-- DOCUMENT EXCERPT --
Our biggest problem is neither bad people nor bad institutions, but a bad story that keeps running on an endless loop in our heads – that competition rather than cooperation and compassion ultimately works to the benefit of everyone.

It is time to start filling our heads instead with the story that it is our nature to be caring and giving and that this is all for the good, and therefore we properly set our sights on perfecting our capacity for love and caring and create the world of our dreams. It isn’t a particularly new story. It’s the story of all the world’s great religions.

Our last chance is fast running out

May 11th, 2008

“if humanity wishes to preserve a planet similar to that on which civilization developed and to which life on Earth is adapted, paleoclimate evidence and ongoing climate change suggest that CO2 will need to be reduced from its current 385 ppm to at most 350 ppm.”

This stark warning is from the abstract of a recent report by James Hansen’s team of scientists.

Things aren’t looking good. Two weeks ago came the news that atmospheric carbon dioxide levels are rising faster than ever – and methane, an even more potent greenhouse gas, is soaring as well as the frozen north begins to thaw. If the Arctic ice disappears as feared, the white reflector that sent 80% of incoming solar radiation back into space will have turned to blue water that absorbs 80% of the sun’s heat. We’re already seeing feedbacks taking over. What humans have started, Earth may finish.

-- EXERCISE SET --
• 1. Answer these questions from the excerpt on competition and climate change:
(a) What CO2 level does the quoted report say must be reached, and what is the current level it gives?
(b) Whose team of scientists wrote the report?
(c) According to the excerpt, whose story is the story that it is our nature to be caring and giving?
• 2. Using the excerpt on competition and climate change, explain why the loss of the Arctic ice is a concern.
• 3. Write out the part of the excerpt on competition and climate change between "May 11th, 2008" and "Earth may finish.", inclusive.

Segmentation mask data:
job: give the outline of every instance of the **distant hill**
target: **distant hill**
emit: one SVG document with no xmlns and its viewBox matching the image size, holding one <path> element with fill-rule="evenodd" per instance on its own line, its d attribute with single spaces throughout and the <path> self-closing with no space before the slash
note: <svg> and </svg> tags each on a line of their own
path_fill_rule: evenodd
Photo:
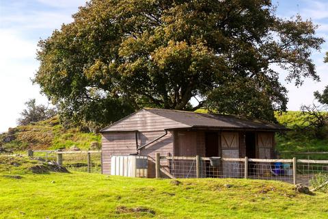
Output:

-- RESPONSES BY TASK --
• 1.
(a) At most 350 ppm, down from the current 385 ppm.
(b) James Hansen's team.
(c) The story of all the world's great religions.

• 2. The Arctic ice is a white reflector that sends 80% of incoming solar radiation back into space. If it disappears, it will become blue water that absorbs 80% of the sun's heat.

• 3.
May 11th, 2008

“if humanity wishes to preserve a planet similar to that on which civilization developed and to which life on Earth is adapted, paleoclimate evidence and ongoing climate change suggest that CO2 will need to be reduced from its current 385 ppm to at most 350 ppm.”

This stark warning is from the abstract of a recent report by James Hansen’s team of scientists.

Things aren’t looking good. Two weeks ago came the news that atmospheric carbon dioxide levels are rising faster than ever – and methane, an even more potent greenhouse gas, is soaring as well as the frozen north begins to thaw. If the Arctic ice disappears as feared, the white reflector that sent 80% of incoming solar radiation back into space will have turned to blue water that absorbs 80% of the sun’s heat. We’re already seeing feedbacks taking over. What humans have started, Earth may finish.